Repeat each record below exactly as given.
(Data to process Opens)
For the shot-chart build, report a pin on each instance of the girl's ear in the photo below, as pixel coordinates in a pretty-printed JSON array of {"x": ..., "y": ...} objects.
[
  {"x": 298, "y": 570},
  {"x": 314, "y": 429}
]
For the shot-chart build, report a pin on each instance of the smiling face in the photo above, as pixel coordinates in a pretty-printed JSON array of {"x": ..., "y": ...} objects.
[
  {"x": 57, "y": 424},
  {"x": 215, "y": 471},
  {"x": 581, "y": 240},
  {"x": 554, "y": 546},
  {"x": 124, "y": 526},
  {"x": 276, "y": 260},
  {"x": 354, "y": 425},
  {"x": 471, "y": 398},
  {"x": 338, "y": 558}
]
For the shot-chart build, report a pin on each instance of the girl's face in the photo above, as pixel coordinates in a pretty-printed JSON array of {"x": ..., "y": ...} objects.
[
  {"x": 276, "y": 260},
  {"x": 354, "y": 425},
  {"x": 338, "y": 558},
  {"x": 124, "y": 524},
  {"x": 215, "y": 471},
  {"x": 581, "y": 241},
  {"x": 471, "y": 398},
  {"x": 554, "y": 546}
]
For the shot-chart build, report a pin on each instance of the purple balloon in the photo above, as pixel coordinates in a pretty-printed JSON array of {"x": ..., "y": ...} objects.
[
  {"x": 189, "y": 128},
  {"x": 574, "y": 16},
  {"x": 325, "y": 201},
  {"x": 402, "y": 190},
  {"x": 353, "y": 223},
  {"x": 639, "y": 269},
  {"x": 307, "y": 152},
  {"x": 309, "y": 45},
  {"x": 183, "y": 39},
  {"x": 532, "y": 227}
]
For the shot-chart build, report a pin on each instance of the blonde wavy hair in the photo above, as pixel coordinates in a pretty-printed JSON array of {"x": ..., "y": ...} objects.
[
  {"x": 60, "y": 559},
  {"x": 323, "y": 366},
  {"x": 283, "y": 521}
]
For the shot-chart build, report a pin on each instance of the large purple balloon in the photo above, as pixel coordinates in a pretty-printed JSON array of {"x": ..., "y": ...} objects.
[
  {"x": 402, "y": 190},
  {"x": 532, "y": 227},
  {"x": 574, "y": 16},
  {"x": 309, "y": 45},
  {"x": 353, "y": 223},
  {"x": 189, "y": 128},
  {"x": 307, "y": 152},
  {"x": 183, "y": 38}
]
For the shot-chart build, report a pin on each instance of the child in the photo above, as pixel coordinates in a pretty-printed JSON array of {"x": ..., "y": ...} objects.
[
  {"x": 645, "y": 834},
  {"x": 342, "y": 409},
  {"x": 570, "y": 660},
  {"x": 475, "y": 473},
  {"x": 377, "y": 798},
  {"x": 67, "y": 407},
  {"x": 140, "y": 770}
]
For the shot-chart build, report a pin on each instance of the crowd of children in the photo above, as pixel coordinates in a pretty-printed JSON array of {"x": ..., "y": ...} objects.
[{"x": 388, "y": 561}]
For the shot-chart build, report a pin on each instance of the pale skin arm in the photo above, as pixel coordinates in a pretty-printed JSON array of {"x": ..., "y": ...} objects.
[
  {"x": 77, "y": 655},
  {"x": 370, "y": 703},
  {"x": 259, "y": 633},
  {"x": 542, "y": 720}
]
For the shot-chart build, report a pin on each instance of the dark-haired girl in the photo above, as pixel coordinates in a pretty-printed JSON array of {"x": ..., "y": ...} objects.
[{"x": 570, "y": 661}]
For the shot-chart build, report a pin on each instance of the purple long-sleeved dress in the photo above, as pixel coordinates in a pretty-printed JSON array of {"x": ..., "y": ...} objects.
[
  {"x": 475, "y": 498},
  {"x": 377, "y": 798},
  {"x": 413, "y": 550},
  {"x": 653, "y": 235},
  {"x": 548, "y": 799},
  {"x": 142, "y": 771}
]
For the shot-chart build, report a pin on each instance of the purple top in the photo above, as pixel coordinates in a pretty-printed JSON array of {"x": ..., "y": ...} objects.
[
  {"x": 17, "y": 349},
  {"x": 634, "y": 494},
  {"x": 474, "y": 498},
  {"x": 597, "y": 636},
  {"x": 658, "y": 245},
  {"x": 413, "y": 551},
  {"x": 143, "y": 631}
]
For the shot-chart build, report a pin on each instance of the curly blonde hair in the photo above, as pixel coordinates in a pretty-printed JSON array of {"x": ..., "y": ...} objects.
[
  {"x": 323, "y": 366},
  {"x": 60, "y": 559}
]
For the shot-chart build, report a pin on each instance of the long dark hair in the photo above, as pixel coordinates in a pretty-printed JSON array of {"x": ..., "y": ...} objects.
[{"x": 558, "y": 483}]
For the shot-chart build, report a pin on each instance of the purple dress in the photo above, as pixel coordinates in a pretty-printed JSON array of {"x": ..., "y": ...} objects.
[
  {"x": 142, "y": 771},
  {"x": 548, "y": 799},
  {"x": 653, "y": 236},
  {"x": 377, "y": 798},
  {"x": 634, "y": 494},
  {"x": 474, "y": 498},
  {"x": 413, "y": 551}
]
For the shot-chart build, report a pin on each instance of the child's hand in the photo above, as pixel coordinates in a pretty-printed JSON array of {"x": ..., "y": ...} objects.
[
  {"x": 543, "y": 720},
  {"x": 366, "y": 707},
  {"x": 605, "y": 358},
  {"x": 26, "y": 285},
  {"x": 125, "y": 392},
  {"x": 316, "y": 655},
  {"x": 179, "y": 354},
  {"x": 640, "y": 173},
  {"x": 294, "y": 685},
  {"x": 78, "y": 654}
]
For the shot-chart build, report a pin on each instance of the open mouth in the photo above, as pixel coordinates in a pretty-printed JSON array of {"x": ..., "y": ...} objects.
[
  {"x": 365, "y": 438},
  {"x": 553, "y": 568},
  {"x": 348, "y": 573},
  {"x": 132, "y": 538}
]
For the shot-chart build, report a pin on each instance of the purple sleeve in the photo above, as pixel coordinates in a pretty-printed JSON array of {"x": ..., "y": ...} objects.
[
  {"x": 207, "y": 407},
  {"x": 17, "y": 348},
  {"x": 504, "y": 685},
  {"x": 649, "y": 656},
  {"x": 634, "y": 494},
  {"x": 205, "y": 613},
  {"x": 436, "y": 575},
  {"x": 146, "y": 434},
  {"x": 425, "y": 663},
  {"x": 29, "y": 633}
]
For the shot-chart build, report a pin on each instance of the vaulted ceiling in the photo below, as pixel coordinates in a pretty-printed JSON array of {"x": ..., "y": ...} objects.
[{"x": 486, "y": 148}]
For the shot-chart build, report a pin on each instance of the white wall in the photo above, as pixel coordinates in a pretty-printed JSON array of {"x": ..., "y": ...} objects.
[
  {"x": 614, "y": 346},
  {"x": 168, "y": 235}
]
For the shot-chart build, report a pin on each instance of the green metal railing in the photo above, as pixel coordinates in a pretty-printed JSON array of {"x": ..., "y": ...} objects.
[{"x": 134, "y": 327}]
(Data to process Closes)
Solved exercise
For the shot-chart build, report a pin on each instance of the girl's ear in the photo below, as pixel coordinates in a pretty-printed JSON array of {"x": ..., "y": ...} objects.
[
  {"x": 298, "y": 570},
  {"x": 314, "y": 429}
]
For the shot-chart build, report a pin on each instance of the smiling face in the photo above, as pixel coordinates in a pretty-printed JSON array of {"x": ..., "y": ...} objects.
[
  {"x": 57, "y": 424},
  {"x": 215, "y": 471},
  {"x": 581, "y": 240},
  {"x": 554, "y": 546},
  {"x": 124, "y": 526},
  {"x": 276, "y": 260},
  {"x": 354, "y": 425},
  {"x": 471, "y": 398},
  {"x": 338, "y": 558}
]
For the shot-chart build, report a pin on each instance of the girl's face in the photo above, as pixel coordinates in a pretty-printed JSON array of {"x": ..., "y": ...} objects.
[
  {"x": 276, "y": 260},
  {"x": 354, "y": 425},
  {"x": 338, "y": 558},
  {"x": 124, "y": 524},
  {"x": 215, "y": 471},
  {"x": 581, "y": 241},
  {"x": 471, "y": 398},
  {"x": 554, "y": 546}
]
For the shot-chart build, report a pin on each instance of the purple balloon in the photo above, as pixel coordinates in a pretty-printed JSON array of {"x": ..., "y": ...} objects.
[
  {"x": 189, "y": 128},
  {"x": 574, "y": 16},
  {"x": 325, "y": 201},
  {"x": 402, "y": 190},
  {"x": 353, "y": 223},
  {"x": 639, "y": 269},
  {"x": 307, "y": 152},
  {"x": 309, "y": 45},
  {"x": 183, "y": 39},
  {"x": 532, "y": 227}
]
For the shot-chart build, report a pin on each instance of the blonde wavy hair in the photo above, as pixel coordinates in a pretty-printed JSON array of {"x": ..., "y": ...} objects.
[
  {"x": 60, "y": 559},
  {"x": 323, "y": 366},
  {"x": 283, "y": 521}
]
For the shot-chart build, report a pin on each instance of the large purple balloon in the photo above, as pixel coordinates in a pretty-printed JSON array of {"x": ..., "y": ...} objects.
[
  {"x": 402, "y": 190},
  {"x": 532, "y": 227},
  {"x": 574, "y": 16},
  {"x": 309, "y": 45},
  {"x": 353, "y": 223},
  {"x": 189, "y": 128},
  {"x": 307, "y": 152},
  {"x": 183, "y": 38}
]
For the shot-chart build, report a pin on each instance of the child in the photo above, as pixel coordinates in a pretty-printed JSON array of {"x": ..., "y": ...} objects.
[
  {"x": 645, "y": 834},
  {"x": 342, "y": 409},
  {"x": 570, "y": 660},
  {"x": 475, "y": 473},
  {"x": 377, "y": 798},
  {"x": 67, "y": 407},
  {"x": 140, "y": 770}
]
For the shot-chart build, report a pin on each instance of the crowd of children in the photo above, as pixel coordinates in a pretty-printed JSON array of {"x": ..., "y": ...} objects.
[{"x": 388, "y": 561}]
For the shot-chart build, report a pin on each instance of the pale skin arm in the photo above, as pixel coordinates in a pretty-printed JSON array of {"x": ..., "y": ...} objects.
[
  {"x": 77, "y": 655},
  {"x": 370, "y": 703},
  {"x": 259, "y": 633},
  {"x": 542, "y": 720}
]
For the shot-chart build, report a pin on each instance of the dark-haired girl in the photo above, as pixel coordinates in a pretty-printed JSON array of {"x": ..., "y": ...} objects.
[{"x": 570, "y": 661}]
For the shot-chart build, report a pin on each instance of the purple long-sleeved dress in the photo above, as pixel coordinates in a pretty-printed JSON array of {"x": ..., "y": ...} objects.
[
  {"x": 475, "y": 498},
  {"x": 377, "y": 798},
  {"x": 413, "y": 550},
  {"x": 653, "y": 235},
  {"x": 548, "y": 799},
  {"x": 142, "y": 771}
]
For the shot-chart build, report a pin on each instance of the purple top in the photo above, as pixel coordinates in a pretty-printed JSON array of {"x": ..., "y": ...} objects.
[
  {"x": 17, "y": 349},
  {"x": 634, "y": 494},
  {"x": 474, "y": 498},
  {"x": 597, "y": 636},
  {"x": 658, "y": 245},
  {"x": 413, "y": 551},
  {"x": 143, "y": 631}
]
For the shot-chart build, report a pin on each instance of the curly blonde hair in the photo above, as pixel coordinates in a pretty-printed JSON array of {"x": ..., "y": ...} objects.
[
  {"x": 323, "y": 366},
  {"x": 60, "y": 559}
]
For the shot-chart build, report a pin on each instance of the long dark hair in the photo above, as pixel coordinates in a pretty-printed JSON array of {"x": ..., "y": ...} objects.
[{"x": 558, "y": 483}]
For the shot-chart build, report a pin on each instance of the purple dress in the photo above, as pixel coordinates in a pretty-printed JSON array of {"x": ..., "y": ...} objects.
[
  {"x": 142, "y": 771},
  {"x": 548, "y": 799},
  {"x": 653, "y": 236},
  {"x": 377, "y": 798},
  {"x": 634, "y": 494},
  {"x": 474, "y": 498},
  {"x": 413, "y": 551}
]
For the shot-chart build, report a pin on each instance of the child's hand in the photo above, as pixel coordinates in a pretty-printed JSON array of {"x": ..., "y": ...} objects.
[
  {"x": 543, "y": 720},
  {"x": 366, "y": 707},
  {"x": 605, "y": 358},
  {"x": 26, "y": 285},
  {"x": 125, "y": 392},
  {"x": 316, "y": 655},
  {"x": 179, "y": 354},
  {"x": 640, "y": 173},
  {"x": 294, "y": 685},
  {"x": 78, "y": 654}
]
For the shot-chart build, report a pin on each instance of the open mouth in the photo above, as pixel coordinates in a pretty-printed JSON array of {"x": ..., "y": ...} objects.
[
  {"x": 365, "y": 438},
  {"x": 553, "y": 568},
  {"x": 348, "y": 573},
  {"x": 132, "y": 538}
]
For the shot-chart build, report a pin on each instance of the purple sleeve in the photo above, as pixel coordinates in a pretty-printed JSON array of {"x": ..., "y": ...} objects.
[
  {"x": 207, "y": 407},
  {"x": 17, "y": 348},
  {"x": 504, "y": 685},
  {"x": 649, "y": 656},
  {"x": 634, "y": 494},
  {"x": 205, "y": 613},
  {"x": 436, "y": 575},
  {"x": 146, "y": 434},
  {"x": 425, "y": 663},
  {"x": 29, "y": 633}
]
For the shot-chart build, report a pin on each instance of the vaulted ceiling in the photo below, as pixel coordinates in a pretty-printed JSON array of {"x": ..., "y": ...} objects.
[{"x": 486, "y": 148}]
For the shot-chart build, report a pin on each instance of the white wall in the photo above, as pixel coordinates in a pretty-printed JSON array of {"x": ..., "y": ...} objects.
[
  {"x": 614, "y": 346},
  {"x": 168, "y": 235}
]
For the shot-chart build, report a pin on each instance of the green metal railing in the photo above, as pixel coordinates in a pretty-printed JSON array of {"x": ..., "y": ...} objects.
[{"x": 134, "y": 327}]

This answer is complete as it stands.